Your goal: List each line in the entries below that contains the string "area".

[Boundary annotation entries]
———
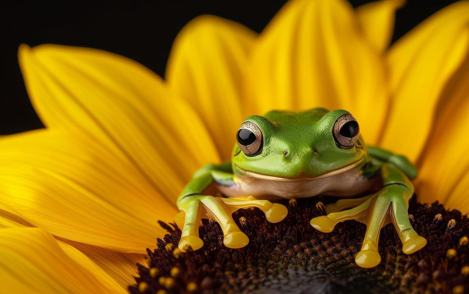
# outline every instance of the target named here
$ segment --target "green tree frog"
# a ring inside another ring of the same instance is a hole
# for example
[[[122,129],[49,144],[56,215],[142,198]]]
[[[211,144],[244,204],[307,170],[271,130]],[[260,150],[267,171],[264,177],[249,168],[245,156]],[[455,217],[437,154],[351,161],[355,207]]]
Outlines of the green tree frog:
[[[200,169],[177,198],[181,212],[174,221],[182,232],[178,247],[183,252],[188,246],[197,250],[203,245],[198,236],[202,218],[218,222],[225,246],[240,248],[249,240],[234,221],[234,211],[257,207],[267,220],[277,222],[287,210],[270,201],[318,195],[341,198],[326,206],[326,216],[311,220],[316,229],[330,232],[348,220],[366,225],[355,258],[360,266],[372,267],[380,262],[379,231],[389,223],[400,237],[404,253],[426,244],[412,228],[407,213],[416,168],[402,156],[367,147],[356,120],[348,112],[272,110],[247,118],[236,137],[231,161]],[[377,192],[353,198],[377,185],[380,188]]]

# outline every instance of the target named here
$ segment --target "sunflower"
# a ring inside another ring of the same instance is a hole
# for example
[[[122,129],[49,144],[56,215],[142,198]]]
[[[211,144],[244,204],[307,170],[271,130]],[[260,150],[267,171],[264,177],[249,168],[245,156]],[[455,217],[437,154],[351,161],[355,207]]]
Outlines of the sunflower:
[[[259,35],[200,16],[164,81],[100,50],[21,45],[46,128],[0,142],[1,291],[125,292],[192,174],[229,158],[243,118],[273,109],[347,110],[370,145],[418,167],[420,202],[467,213],[469,3],[388,48],[402,4],[292,1]]]

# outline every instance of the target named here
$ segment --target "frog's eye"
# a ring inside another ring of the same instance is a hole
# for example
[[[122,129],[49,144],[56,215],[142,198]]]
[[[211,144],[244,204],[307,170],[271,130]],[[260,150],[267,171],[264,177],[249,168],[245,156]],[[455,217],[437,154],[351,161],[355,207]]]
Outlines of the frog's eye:
[[[340,148],[350,149],[354,147],[360,135],[360,127],[356,120],[349,113],[339,117],[332,129],[334,140]]]
[[[236,140],[240,149],[248,156],[256,155],[262,149],[262,132],[254,123],[245,121],[242,124]]]

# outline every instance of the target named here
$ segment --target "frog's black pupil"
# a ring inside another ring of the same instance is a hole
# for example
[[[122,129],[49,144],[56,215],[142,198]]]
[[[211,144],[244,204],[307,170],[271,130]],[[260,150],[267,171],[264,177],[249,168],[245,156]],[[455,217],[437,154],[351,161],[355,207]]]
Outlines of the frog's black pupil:
[[[243,146],[250,145],[256,140],[256,135],[247,129],[238,131],[238,142]]]
[[[339,132],[346,138],[353,138],[358,134],[358,124],[355,120],[347,122],[340,128]]]

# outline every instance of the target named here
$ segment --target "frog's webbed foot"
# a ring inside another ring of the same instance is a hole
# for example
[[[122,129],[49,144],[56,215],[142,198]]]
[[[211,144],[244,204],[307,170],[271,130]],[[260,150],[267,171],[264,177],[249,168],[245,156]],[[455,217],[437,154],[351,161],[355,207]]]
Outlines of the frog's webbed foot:
[[[370,196],[356,199],[341,199],[326,207],[327,216],[315,218],[311,225],[325,233],[332,232],[340,221],[356,220],[367,226],[366,233],[361,250],[355,257],[355,262],[362,267],[373,267],[381,262],[378,252],[378,241],[382,228],[390,222],[394,225],[402,242],[402,251],[406,254],[420,250],[427,240],[419,236],[409,221],[407,209],[408,199],[412,192],[407,187],[399,184],[385,186],[378,192]],[[340,211],[353,207],[355,208]]]
[[[181,199],[179,204],[181,212],[174,218],[181,229],[181,240],[178,246],[182,252],[188,247],[197,250],[204,245],[199,237],[199,226],[203,218],[212,217],[218,222],[223,231],[223,244],[230,248],[241,248],[248,244],[249,239],[234,223],[232,214],[240,208],[257,207],[265,214],[271,222],[277,222],[285,218],[288,210],[281,204],[265,200],[257,200],[252,196],[222,198],[210,196],[190,195]]]

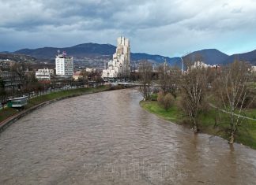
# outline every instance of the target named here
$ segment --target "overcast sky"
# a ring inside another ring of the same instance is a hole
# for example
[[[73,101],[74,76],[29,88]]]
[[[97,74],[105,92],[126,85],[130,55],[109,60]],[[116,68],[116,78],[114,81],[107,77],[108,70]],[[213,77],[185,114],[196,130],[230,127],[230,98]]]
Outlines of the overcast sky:
[[[0,51],[85,43],[168,57],[256,49],[255,0],[0,0]]]

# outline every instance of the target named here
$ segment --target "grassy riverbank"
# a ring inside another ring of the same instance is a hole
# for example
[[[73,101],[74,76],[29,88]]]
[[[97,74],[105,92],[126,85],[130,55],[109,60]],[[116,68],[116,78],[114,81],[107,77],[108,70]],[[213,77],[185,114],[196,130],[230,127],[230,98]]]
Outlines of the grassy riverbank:
[[[185,124],[190,127],[190,125],[186,121],[187,117],[185,117],[183,111],[179,108],[178,104],[179,99],[175,102],[175,105],[167,112],[156,101],[141,101],[140,102],[143,109],[151,113],[156,114],[160,118],[171,121],[172,123]],[[256,110],[250,109],[247,112],[247,117],[253,118]],[[227,124],[228,117],[228,115],[227,113],[217,111],[214,108],[209,108],[207,113],[200,115],[200,131],[228,139],[226,133],[226,130],[229,126]],[[256,121],[250,120],[246,120],[247,122],[244,123],[243,127],[237,133],[235,142],[256,149]]]
[[[70,89],[70,90],[66,90],[58,92],[52,92],[51,94],[44,94],[42,96],[36,97],[33,98],[31,98],[28,101],[28,105],[25,105],[24,109],[28,109],[30,107],[32,107],[34,105],[39,105],[40,103],[56,99],[56,98],[62,98],[65,97],[73,97],[73,96],[78,96],[82,94],[87,94],[91,93],[96,93],[96,92],[101,92],[104,91],[109,90],[108,86],[100,86],[99,87],[86,87],[86,88],[79,88],[79,89]],[[6,119],[14,116],[15,114],[18,113],[19,111],[17,111],[15,109],[12,108],[5,108],[4,109],[0,110],[0,124],[2,121],[5,120]]]

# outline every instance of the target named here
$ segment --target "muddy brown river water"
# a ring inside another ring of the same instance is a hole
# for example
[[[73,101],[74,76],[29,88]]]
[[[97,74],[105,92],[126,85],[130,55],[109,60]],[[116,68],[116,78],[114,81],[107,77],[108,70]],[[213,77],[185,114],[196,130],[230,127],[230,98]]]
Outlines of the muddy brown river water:
[[[0,184],[256,184],[256,150],[163,120],[135,89],[41,108],[0,134]]]

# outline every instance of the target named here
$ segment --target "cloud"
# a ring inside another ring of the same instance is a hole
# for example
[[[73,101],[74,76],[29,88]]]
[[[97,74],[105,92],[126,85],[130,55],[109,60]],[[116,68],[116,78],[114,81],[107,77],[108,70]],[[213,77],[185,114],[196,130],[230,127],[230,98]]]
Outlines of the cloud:
[[[115,44],[122,35],[134,52],[239,53],[256,49],[255,8],[253,0],[0,0],[0,50]]]

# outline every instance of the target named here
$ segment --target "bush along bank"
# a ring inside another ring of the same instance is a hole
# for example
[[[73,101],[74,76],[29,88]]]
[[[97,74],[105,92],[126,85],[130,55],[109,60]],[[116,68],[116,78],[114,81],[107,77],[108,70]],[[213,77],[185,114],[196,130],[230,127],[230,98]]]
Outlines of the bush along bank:
[[[0,110],[0,132],[4,131],[8,126],[15,122],[17,120],[40,107],[65,98],[92,93],[102,92],[109,90],[109,86],[66,90],[31,98],[28,101],[28,104],[24,107],[23,109],[18,110],[9,107],[5,108]]]
[[[164,105],[157,101],[141,101],[140,105],[148,112],[156,114],[162,119],[192,128],[189,117],[180,108],[180,102],[181,97],[178,96],[168,111]],[[256,110],[255,109],[250,109],[247,113],[249,117],[254,118],[253,115],[256,113]],[[214,107],[208,106],[198,116],[199,132],[220,136],[228,141],[229,137],[227,132],[229,126],[227,124],[228,118],[228,113]],[[256,121],[245,119],[243,126],[236,135],[235,142],[256,149]]]

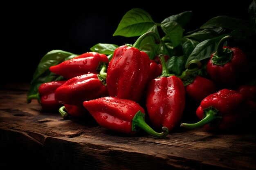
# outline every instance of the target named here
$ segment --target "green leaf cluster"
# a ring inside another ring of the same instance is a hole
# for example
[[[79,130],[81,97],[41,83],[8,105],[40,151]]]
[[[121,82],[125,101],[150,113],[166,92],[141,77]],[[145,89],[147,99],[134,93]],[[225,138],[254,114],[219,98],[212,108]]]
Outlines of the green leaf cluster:
[[[218,42],[225,36],[232,35],[236,42],[255,37],[255,6],[253,0],[248,9],[248,20],[218,16],[198,29],[188,31],[185,29],[192,18],[191,11],[172,15],[157,23],[146,11],[135,8],[123,16],[113,35],[138,36],[150,31],[160,36],[159,33],[164,33],[159,44],[154,43],[153,38],[149,37],[141,42],[139,48],[146,52],[150,59],[160,54],[168,55],[170,58],[166,64],[169,71],[180,75],[193,60],[201,61],[205,67],[207,60],[216,51]]]

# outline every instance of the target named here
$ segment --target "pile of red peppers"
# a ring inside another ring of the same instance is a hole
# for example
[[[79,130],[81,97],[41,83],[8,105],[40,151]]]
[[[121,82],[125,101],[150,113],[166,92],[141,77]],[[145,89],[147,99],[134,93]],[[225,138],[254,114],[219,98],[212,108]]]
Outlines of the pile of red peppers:
[[[223,46],[231,36],[220,41],[206,76],[198,60],[175,75],[166,64],[171,56],[158,54],[150,60],[139,49],[148,37],[159,43],[157,35],[148,32],[133,45],[116,48],[112,58],[88,52],[51,66],[63,80],[42,84],[28,101],[37,99],[43,110],[58,110],[64,119],[90,115],[109,130],[129,135],[142,131],[155,137],[166,137],[180,125],[232,129],[255,116],[256,86],[241,81],[248,71],[246,56],[238,48]],[[187,99],[198,105],[189,113],[196,114],[197,122],[182,124]]]

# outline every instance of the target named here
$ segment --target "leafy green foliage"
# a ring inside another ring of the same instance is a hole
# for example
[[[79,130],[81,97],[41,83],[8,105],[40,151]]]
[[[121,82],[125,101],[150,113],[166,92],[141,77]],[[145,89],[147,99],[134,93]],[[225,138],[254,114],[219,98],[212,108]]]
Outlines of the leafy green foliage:
[[[27,98],[29,96],[38,93],[39,86],[43,83],[53,81],[60,80],[63,77],[51,72],[51,66],[57,65],[66,59],[71,59],[78,56],[62,50],[53,50],[45,54],[41,59],[37,68],[34,72],[31,86],[27,93]],[[30,102],[28,100],[28,102]]]
[[[212,27],[222,27],[234,30],[253,31],[249,22],[246,20],[229,17],[218,16],[213,18],[201,26],[201,29],[209,29]]]
[[[125,14],[113,36],[130,37],[141,35],[155,24],[148,13],[143,9],[134,8]]]
[[[109,55],[113,54],[115,50],[117,47],[118,47],[117,45],[99,43],[91,47],[90,50],[92,51]]]

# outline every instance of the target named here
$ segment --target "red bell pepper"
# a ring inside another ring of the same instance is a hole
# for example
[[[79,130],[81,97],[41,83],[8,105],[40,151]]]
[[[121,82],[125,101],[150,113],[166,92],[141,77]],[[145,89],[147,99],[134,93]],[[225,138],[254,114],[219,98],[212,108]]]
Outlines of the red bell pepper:
[[[66,81],[55,81],[42,84],[38,88],[38,93],[30,95],[27,98],[28,102],[30,102],[31,99],[37,99],[43,110],[58,110],[62,104],[55,100],[54,93],[58,88],[65,82]]]
[[[83,106],[99,126],[111,130],[132,135],[142,129],[157,137],[168,133],[165,127],[162,132],[154,131],[145,121],[143,108],[131,100],[106,97],[85,101]]]
[[[72,78],[56,90],[55,100],[63,104],[81,106],[85,100],[106,96],[108,90],[102,79],[100,75],[93,73]]]
[[[227,35],[220,40],[217,51],[211,55],[207,65],[211,79],[217,85],[225,88],[240,84],[249,70],[247,57],[240,49],[223,46],[224,42],[231,38]]]
[[[89,72],[98,73],[97,70],[101,63],[108,63],[106,55],[95,52],[89,52],[52,66],[49,70],[54,73],[70,79]]]
[[[133,45],[120,46],[114,51],[107,71],[108,91],[110,96],[137,102],[140,99],[147,83],[150,71],[150,59],[137,47],[146,36],[152,35],[158,43],[153,32],[140,37]]]
[[[195,64],[196,67],[191,66]],[[178,76],[183,82],[186,95],[197,103],[218,91],[218,88],[211,79],[195,74],[201,68],[202,64],[199,60],[193,60],[186,66],[187,69]]]
[[[64,119],[67,119],[69,116],[74,117],[85,117],[90,113],[83,106],[78,106],[76,105],[65,104],[59,109],[59,112]]]
[[[195,124],[182,123],[181,126],[207,130],[231,129],[238,127],[250,116],[247,100],[233,90],[223,89],[205,98],[198,108],[196,115],[202,120]]]
[[[168,71],[163,55],[159,56],[162,75],[149,82],[146,105],[152,124],[157,128],[167,127],[170,131],[181,119],[185,107],[185,89],[181,80]]]

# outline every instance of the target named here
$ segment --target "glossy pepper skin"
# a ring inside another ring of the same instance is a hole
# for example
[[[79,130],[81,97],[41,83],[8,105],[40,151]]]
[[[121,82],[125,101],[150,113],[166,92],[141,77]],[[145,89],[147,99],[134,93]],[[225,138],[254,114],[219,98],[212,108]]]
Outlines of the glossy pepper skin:
[[[38,87],[38,94],[31,95],[27,99],[28,102],[31,99],[37,99],[42,109],[46,111],[58,110],[62,104],[55,100],[54,93],[56,89],[66,81],[55,81],[41,84]]]
[[[69,116],[82,118],[90,115],[88,110],[83,106],[79,106],[72,104],[64,104],[63,106],[60,108],[59,112],[64,119],[67,119]]]
[[[148,55],[137,47],[145,37],[153,32],[141,35],[132,45],[124,45],[116,49],[107,71],[107,84],[110,96],[138,102],[143,93],[150,71]],[[158,39],[157,40],[158,40]]]
[[[170,74],[163,55],[160,55],[162,75],[149,83],[146,105],[152,124],[159,129],[167,127],[170,131],[179,123],[185,107],[185,89],[181,80]]]
[[[207,65],[211,79],[225,88],[240,84],[248,73],[248,61],[242,51],[238,48],[223,46],[224,42],[231,38],[227,35],[220,40],[217,51],[211,55]]]
[[[217,92],[218,88],[211,79],[197,75],[192,83],[185,86],[185,91],[191,99],[200,103],[204,98]]]
[[[196,64],[197,66],[191,68],[192,64]],[[211,79],[195,74],[201,67],[200,61],[192,60],[186,66],[187,69],[179,76],[183,82],[186,95],[199,104],[205,97],[218,91],[217,86]]]
[[[145,121],[143,108],[131,100],[106,97],[85,101],[83,106],[99,126],[111,130],[133,135],[142,129],[157,137],[168,133],[166,127],[161,133],[154,131]]]
[[[55,91],[55,100],[62,104],[83,106],[85,100],[108,95],[105,85],[96,74],[88,73],[72,78]]]
[[[106,55],[95,52],[89,52],[52,66],[49,70],[53,73],[70,79],[89,72],[97,73],[99,65],[104,62],[108,63]]]
[[[196,115],[202,119],[181,126],[193,128],[204,126],[207,130],[229,130],[239,127],[249,117],[247,100],[233,90],[223,89],[205,98],[198,108]]]

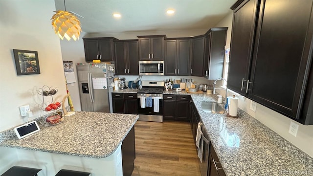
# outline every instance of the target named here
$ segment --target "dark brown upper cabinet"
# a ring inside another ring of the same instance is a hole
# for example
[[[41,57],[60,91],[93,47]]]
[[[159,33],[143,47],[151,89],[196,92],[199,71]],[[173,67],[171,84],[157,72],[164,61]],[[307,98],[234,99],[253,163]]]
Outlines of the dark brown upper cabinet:
[[[227,29],[212,28],[205,34],[203,76],[209,80],[223,76]]]
[[[191,76],[202,76],[203,70],[203,60],[204,56],[204,35],[194,37],[192,38]]]
[[[114,45],[116,74],[138,75],[138,40],[114,41]]]
[[[313,0],[239,2],[233,7],[228,87],[313,124]]]
[[[85,56],[87,62],[94,59],[101,62],[114,61],[113,40],[114,37],[84,38]]]
[[[247,93],[258,1],[238,1],[231,7],[234,12],[227,87],[242,95]]]
[[[164,41],[165,35],[137,37],[139,38],[140,61],[164,60]]]
[[[165,74],[188,75],[190,39],[166,39],[165,42]]]

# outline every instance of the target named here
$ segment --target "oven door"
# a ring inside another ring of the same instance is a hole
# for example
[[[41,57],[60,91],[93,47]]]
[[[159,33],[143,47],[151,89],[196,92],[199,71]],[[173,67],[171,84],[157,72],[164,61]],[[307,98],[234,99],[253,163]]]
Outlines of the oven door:
[[[141,108],[140,97],[138,96],[138,110],[139,114],[139,120],[153,122],[163,122],[163,99],[158,100],[158,112],[154,111],[154,100],[152,99],[152,107]]]
[[[139,61],[140,75],[164,75],[164,61]]]

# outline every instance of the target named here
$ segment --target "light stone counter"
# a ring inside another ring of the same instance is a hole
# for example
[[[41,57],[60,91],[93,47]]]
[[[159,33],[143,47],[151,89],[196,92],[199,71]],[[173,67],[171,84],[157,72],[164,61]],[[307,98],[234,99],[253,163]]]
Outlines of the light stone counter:
[[[52,126],[18,139],[13,129],[0,133],[0,147],[95,158],[107,157],[122,143],[138,115],[76,112]]]

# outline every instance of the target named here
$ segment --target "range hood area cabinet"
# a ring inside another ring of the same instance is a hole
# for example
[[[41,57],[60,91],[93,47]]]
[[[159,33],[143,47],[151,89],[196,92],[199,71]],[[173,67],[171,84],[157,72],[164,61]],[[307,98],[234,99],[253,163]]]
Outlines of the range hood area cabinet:
[[[204,40],[204,35],[194,37],[191,40],[192,44],[190,69],[191,76],[203,76]]]
[[[313,0],[306,2],[240,0],[231,7],[227,87],[313,125]]]
[[[223,77],[228,27],[211,28],[205,34],[202,76],[209,80]]]
[[[165,75],[189,75],[191,53],[190,38],[167,38],[164,43]]]
[[[139,61],[164,60],[164,42],[165,35],[137,37],[139,38]]]
[[[83,38],[85,57],[87,62],[100,59],[101,62],[114,60],[113,40],[114,37]]]
[[[138,40],[114,41],[116,74],[138,75]]]

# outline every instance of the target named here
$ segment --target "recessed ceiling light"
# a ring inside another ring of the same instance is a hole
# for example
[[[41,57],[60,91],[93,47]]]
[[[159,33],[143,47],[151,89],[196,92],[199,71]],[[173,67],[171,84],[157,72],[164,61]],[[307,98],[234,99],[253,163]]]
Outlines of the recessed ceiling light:
[[[175,11],[173,9],[169,9],[166,10],[166,13],[168,14],[173,14],[175,13]]]
[[[119,14],[118,13],[114,13],[113,14],[113,16],[115,18],[120,18],[122,15],[121,15],[121,14]]]

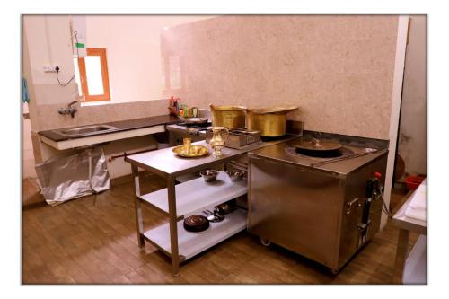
———
Result below:
$ segment --target "range hood area cabinet"
Outlines of the range hood area cabinet:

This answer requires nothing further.